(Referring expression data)
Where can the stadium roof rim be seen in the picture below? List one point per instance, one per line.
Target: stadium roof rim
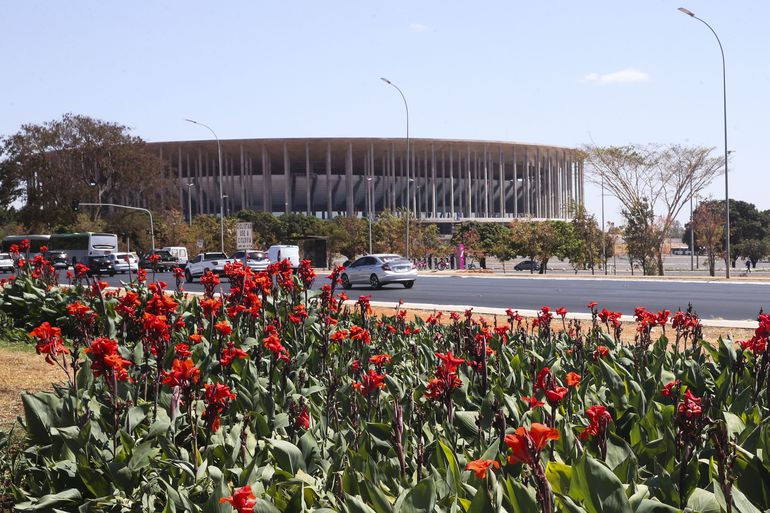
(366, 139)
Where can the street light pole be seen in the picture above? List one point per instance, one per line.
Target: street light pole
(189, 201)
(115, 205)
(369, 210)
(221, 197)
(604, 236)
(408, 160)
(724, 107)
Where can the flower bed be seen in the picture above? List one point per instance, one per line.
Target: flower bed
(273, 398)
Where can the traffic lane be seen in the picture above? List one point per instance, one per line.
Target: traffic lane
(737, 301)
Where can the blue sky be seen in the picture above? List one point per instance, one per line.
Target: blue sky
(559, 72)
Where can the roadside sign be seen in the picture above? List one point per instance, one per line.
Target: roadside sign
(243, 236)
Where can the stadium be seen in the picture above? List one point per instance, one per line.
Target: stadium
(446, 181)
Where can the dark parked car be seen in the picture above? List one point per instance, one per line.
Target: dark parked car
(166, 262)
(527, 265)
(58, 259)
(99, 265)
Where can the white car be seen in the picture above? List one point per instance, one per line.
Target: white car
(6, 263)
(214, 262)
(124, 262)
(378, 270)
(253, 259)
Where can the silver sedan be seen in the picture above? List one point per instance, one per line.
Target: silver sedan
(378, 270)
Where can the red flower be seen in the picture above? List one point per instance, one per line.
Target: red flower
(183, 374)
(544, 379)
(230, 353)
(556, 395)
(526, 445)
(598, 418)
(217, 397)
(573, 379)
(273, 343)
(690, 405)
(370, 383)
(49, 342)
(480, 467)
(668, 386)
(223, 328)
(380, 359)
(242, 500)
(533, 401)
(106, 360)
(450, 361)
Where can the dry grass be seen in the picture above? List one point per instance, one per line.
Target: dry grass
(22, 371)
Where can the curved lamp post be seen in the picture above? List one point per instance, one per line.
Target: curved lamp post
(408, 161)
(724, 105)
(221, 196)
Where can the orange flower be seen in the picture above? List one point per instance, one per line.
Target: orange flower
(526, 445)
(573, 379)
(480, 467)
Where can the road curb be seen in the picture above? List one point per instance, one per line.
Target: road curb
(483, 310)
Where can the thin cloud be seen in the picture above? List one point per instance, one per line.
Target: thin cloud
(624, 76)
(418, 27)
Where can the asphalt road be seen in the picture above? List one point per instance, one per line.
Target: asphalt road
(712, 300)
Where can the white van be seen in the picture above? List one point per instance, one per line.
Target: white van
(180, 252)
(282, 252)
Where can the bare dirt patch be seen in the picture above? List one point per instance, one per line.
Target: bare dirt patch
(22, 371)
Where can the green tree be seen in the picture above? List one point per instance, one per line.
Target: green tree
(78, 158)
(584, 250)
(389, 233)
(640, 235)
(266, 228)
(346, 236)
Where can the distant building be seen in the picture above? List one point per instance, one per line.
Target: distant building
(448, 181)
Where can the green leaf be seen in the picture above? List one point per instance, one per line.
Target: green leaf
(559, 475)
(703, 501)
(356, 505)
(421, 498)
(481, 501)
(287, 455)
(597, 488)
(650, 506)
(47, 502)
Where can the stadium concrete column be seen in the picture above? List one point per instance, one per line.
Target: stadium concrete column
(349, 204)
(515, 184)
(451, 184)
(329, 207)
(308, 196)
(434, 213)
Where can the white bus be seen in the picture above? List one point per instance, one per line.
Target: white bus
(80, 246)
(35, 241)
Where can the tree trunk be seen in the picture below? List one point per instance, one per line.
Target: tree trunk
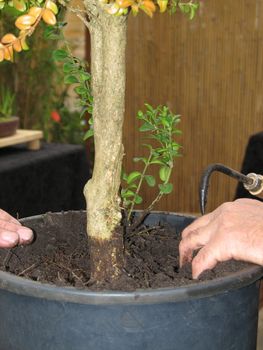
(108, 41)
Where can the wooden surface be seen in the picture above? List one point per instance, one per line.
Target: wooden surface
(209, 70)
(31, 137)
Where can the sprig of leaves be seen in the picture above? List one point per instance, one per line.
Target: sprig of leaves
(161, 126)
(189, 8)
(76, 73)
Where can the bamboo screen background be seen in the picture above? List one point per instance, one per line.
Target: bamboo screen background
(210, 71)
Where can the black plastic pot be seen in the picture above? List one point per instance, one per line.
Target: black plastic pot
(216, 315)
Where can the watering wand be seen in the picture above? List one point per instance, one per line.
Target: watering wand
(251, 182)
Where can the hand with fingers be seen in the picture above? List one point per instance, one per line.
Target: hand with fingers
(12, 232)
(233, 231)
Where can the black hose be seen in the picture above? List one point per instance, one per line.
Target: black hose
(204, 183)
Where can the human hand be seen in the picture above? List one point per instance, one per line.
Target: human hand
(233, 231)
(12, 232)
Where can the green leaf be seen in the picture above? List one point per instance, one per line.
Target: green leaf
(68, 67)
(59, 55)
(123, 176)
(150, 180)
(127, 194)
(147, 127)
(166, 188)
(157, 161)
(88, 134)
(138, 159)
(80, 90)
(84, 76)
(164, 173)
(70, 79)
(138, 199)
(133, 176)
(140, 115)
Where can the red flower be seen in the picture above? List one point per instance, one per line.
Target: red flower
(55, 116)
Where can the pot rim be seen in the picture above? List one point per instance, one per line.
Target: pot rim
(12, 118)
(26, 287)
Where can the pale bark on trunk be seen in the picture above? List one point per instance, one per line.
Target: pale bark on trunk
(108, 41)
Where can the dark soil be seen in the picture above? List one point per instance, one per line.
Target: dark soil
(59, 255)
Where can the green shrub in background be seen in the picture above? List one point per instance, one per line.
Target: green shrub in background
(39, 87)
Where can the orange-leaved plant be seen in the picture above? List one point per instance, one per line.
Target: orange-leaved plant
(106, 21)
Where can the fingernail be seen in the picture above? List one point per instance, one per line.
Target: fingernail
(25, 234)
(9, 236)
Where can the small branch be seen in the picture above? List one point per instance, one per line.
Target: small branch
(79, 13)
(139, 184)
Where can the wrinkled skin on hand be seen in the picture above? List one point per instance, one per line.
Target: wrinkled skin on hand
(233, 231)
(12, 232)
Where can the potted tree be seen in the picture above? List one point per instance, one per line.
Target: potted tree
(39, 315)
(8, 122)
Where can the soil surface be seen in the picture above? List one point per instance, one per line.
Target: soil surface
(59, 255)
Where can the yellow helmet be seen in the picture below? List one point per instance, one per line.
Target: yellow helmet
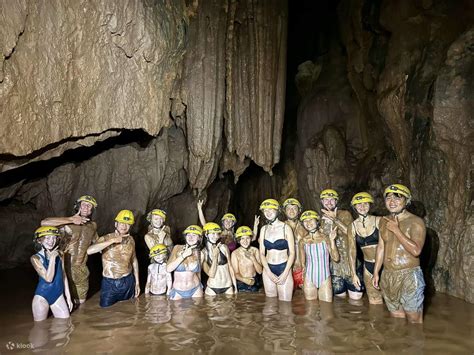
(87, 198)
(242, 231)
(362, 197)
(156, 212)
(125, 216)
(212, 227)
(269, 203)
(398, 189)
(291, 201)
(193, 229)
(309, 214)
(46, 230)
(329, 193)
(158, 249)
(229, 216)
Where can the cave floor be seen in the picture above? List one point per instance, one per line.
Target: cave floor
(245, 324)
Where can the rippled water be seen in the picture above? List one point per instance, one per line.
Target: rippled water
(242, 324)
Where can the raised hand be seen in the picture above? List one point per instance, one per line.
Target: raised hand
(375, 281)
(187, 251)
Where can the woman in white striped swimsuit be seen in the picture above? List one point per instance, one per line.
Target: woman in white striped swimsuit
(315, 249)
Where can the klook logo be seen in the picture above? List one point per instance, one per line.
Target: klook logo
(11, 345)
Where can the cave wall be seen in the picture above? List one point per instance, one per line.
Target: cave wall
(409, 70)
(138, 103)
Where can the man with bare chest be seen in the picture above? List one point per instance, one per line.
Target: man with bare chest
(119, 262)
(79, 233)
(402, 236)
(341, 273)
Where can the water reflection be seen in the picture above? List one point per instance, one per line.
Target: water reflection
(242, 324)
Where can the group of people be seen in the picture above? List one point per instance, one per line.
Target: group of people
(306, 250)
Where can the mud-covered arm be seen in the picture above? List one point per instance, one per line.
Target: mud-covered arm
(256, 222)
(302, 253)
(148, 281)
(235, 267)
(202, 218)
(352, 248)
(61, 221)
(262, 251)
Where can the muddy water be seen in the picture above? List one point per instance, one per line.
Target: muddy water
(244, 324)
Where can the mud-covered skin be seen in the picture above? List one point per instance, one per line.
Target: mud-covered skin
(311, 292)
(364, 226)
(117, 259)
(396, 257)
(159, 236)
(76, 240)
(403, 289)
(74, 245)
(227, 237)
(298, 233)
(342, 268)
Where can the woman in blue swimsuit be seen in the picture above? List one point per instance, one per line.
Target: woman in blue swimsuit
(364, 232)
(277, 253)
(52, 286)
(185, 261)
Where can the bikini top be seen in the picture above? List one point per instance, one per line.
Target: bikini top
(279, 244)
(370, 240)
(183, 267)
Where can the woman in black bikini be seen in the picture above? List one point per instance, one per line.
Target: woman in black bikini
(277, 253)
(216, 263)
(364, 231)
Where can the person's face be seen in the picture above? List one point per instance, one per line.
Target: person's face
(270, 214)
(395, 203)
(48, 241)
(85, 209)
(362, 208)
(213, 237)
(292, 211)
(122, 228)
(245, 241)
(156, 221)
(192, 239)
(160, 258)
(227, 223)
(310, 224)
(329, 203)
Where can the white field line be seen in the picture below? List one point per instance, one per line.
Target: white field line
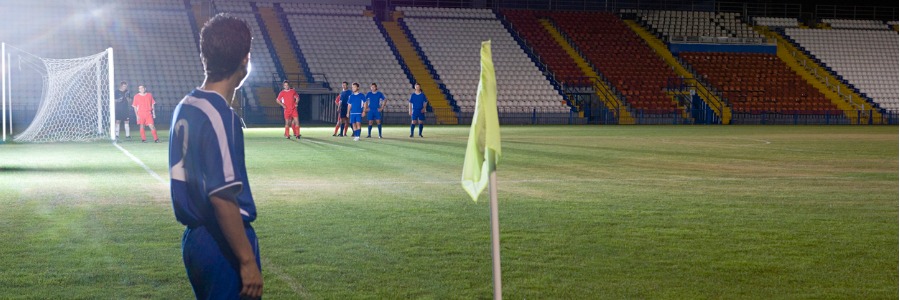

Exercise prompt: Restate word for word the entries above, starting at the line with "Target: black plastic pot" and ending at the line with "Where can the orange-leaved", inclusive, and no others.

Completed task:
Target: black plastic pot
(216, 315)
Where can the watering wand be seen in the picture above? List one point per instance, one per line.
Target: watering wand
(251, 182)
Where can the hand with fingers be seen in the picture above? List one point per instance, one per line.
Target: hand with fingers
(12, 232)
(233, 231)
Where can the black hose be seen in the picture above? List one point per instance, one per line.
Target: black hose
(204, 183)
Where can the human hand be seen in the picture above? List one point per instance, one per line.
Target: human hand
(233, 231)
(12, 232)
Where can the green leaf be seen in the picture above? List one point per instance, one per line.
Target: green leaf
(68, 67)
(59, 55)
(123, 176)
(150, 180)
(127, 194)
(147, 127)
(166, 188)
(157, 161)
(88, 134)
(138, 159)
(80, 90)
(84, 76)
(164, 173)
(70, 79)
(138, 199)
(133, 176)
(140, 115)
Where can the red flower be seen in the picture above? List one point per instance, one per line.
Target: red flower
(55, 116)
Where can the pot rim be seen in the picture above? List one point per instance, one per line.
Target: pot rim
(12, 118)
(26, 287)
Where can the pale bark on trunk be seen in the picture above? List one point per instance, one per line.
Target: pale bark on trunk
(108, 41)
Where can the dark soil be seen in the picture above? List one point per instance, one per line.
Target: dark soil
(59, 255)
Where can the green shrub in background be seen in the picture above? List one point per instance, one per line.
Target: green shrub in background
(39, 87)
Where can the orange-leaved plant be seen in the picture above? List one point per instance, one per line.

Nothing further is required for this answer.